WHAT IS NEEDED:
Count the lines in the records below that contain the word "grass". Reply with the number alone.

INFORMATION SUPPLIED:
____
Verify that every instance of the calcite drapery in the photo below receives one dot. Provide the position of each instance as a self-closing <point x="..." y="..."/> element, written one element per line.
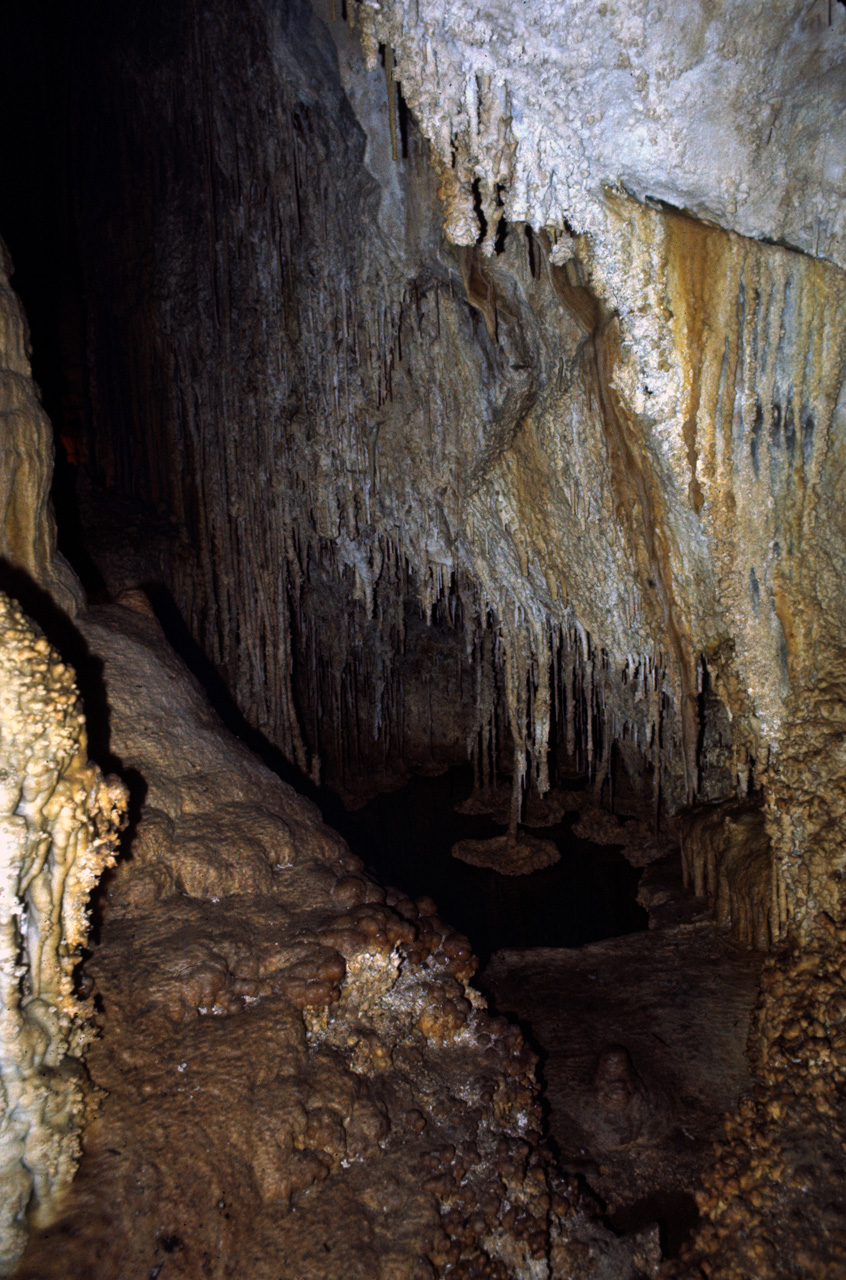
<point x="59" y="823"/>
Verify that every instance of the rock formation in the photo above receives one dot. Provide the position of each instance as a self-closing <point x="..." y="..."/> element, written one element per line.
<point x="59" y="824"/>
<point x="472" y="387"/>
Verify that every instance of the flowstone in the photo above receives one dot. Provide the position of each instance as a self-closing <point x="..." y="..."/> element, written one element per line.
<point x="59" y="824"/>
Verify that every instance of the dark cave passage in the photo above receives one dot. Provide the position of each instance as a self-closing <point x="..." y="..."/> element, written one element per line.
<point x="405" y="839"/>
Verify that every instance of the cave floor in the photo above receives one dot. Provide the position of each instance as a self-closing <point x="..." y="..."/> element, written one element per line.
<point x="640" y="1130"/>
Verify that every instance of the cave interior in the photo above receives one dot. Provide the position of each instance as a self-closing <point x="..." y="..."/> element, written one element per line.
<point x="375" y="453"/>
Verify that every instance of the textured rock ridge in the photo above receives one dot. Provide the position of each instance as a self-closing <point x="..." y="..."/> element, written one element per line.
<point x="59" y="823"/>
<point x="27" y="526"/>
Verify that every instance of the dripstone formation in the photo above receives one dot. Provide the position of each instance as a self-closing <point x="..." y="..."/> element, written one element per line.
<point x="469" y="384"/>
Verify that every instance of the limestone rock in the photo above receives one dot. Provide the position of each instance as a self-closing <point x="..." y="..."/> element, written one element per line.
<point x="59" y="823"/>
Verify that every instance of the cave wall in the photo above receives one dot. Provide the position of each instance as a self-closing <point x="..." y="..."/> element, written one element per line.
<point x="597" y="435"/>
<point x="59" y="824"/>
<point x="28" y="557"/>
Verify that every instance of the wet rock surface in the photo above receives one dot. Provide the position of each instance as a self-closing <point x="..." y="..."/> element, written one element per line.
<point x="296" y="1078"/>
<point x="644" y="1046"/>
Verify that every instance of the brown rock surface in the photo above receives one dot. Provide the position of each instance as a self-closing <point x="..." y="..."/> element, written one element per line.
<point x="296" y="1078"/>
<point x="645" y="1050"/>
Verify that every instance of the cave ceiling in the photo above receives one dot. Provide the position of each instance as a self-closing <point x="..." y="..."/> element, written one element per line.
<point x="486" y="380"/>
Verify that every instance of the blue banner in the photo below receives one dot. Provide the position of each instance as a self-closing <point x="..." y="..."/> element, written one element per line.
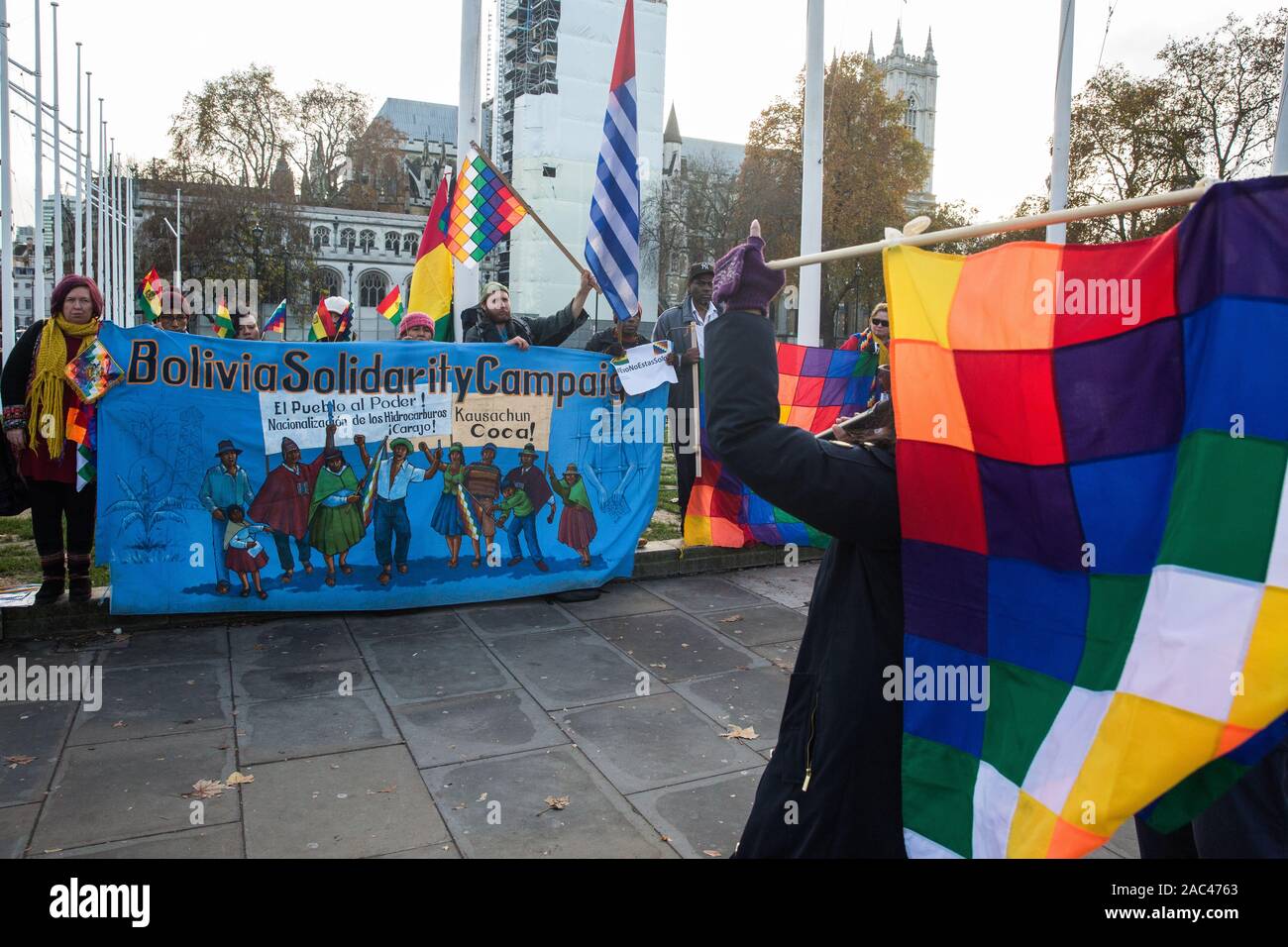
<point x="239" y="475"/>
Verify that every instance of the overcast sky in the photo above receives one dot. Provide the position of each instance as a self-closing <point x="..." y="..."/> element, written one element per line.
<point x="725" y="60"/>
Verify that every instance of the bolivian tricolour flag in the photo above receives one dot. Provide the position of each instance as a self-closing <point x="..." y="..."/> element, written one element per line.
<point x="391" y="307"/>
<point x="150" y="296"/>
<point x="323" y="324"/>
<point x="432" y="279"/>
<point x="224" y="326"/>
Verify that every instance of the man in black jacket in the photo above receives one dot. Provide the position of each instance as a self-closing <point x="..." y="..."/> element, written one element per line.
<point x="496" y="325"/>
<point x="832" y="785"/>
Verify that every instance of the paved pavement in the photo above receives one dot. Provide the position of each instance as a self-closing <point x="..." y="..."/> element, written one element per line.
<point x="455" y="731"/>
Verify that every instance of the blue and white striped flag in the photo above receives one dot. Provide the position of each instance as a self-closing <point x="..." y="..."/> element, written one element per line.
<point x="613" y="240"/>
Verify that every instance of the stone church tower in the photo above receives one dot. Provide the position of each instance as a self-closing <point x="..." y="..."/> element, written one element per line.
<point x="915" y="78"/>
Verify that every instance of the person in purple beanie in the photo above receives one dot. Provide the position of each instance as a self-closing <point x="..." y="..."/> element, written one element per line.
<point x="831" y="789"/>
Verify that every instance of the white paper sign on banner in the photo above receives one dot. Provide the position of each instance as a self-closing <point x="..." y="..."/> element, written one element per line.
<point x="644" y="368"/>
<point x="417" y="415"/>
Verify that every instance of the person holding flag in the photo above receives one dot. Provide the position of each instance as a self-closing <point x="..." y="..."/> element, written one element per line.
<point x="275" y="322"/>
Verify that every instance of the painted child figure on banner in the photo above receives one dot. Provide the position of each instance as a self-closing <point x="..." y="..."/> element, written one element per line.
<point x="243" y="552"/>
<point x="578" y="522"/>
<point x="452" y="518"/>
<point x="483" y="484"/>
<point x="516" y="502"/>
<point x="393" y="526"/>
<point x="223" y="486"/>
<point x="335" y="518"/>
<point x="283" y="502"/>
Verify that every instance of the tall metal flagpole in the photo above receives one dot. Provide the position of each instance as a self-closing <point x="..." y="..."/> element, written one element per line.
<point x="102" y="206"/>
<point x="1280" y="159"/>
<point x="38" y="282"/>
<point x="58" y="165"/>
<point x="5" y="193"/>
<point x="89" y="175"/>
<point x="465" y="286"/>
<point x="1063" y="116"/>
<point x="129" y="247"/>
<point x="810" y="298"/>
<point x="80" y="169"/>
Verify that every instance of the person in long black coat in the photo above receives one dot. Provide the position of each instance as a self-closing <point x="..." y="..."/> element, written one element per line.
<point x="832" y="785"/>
____
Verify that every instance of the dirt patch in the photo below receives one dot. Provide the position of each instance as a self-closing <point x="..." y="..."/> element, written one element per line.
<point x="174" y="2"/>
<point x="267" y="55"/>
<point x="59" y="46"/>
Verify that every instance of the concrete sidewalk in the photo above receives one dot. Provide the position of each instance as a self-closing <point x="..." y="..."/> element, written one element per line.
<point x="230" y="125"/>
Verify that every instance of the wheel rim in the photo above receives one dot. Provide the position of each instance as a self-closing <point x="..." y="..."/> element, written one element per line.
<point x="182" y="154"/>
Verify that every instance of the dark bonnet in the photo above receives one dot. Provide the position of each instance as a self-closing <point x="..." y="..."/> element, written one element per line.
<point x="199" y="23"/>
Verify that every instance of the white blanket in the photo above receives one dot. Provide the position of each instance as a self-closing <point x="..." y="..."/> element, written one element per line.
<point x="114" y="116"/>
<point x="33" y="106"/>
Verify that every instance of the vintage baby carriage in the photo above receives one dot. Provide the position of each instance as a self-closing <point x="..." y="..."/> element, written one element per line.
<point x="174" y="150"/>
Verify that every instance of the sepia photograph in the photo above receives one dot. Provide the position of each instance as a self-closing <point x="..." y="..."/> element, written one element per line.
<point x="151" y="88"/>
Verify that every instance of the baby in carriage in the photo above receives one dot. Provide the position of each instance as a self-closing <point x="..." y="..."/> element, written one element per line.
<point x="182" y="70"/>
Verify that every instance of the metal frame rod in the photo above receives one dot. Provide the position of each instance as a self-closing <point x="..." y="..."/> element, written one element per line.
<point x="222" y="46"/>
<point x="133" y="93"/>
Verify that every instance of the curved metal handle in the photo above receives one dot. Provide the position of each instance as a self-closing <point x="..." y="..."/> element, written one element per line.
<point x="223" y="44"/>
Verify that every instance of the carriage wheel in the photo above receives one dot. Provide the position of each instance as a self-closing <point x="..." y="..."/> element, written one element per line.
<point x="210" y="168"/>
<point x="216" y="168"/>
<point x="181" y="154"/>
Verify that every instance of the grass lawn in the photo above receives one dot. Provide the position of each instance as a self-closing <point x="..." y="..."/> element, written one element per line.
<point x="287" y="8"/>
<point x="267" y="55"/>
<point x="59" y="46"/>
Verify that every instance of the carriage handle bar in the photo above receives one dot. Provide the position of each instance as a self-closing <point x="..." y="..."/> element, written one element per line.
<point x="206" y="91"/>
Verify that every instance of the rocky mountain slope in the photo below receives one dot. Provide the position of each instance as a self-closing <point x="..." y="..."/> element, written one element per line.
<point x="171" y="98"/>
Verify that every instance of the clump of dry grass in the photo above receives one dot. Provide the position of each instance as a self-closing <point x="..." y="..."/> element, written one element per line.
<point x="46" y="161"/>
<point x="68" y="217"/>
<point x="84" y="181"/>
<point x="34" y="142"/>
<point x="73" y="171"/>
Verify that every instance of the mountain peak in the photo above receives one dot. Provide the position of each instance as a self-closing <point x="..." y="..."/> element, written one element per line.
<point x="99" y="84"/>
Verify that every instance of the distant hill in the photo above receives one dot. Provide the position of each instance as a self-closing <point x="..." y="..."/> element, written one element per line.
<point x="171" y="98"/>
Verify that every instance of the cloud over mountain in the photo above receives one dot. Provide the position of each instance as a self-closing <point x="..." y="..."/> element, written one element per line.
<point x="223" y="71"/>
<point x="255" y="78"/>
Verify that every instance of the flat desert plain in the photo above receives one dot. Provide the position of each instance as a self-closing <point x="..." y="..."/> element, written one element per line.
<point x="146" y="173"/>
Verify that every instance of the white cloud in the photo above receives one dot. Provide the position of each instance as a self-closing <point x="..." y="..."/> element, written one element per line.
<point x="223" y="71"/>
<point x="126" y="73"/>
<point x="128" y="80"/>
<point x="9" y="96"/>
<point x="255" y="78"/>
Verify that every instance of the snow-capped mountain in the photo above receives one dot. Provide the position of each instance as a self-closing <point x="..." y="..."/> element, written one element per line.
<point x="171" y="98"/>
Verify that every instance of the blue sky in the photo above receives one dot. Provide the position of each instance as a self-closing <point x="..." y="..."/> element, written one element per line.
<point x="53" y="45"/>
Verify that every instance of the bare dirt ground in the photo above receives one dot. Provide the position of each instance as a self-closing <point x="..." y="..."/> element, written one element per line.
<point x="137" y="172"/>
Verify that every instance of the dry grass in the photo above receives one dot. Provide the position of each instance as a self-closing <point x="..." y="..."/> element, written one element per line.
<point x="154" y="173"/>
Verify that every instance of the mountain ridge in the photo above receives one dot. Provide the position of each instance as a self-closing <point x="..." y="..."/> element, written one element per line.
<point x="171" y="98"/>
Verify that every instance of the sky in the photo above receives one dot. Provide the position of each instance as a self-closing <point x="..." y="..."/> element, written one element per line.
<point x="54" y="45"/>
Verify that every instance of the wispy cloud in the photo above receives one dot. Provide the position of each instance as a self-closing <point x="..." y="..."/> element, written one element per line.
____
TASK ANSWER:
3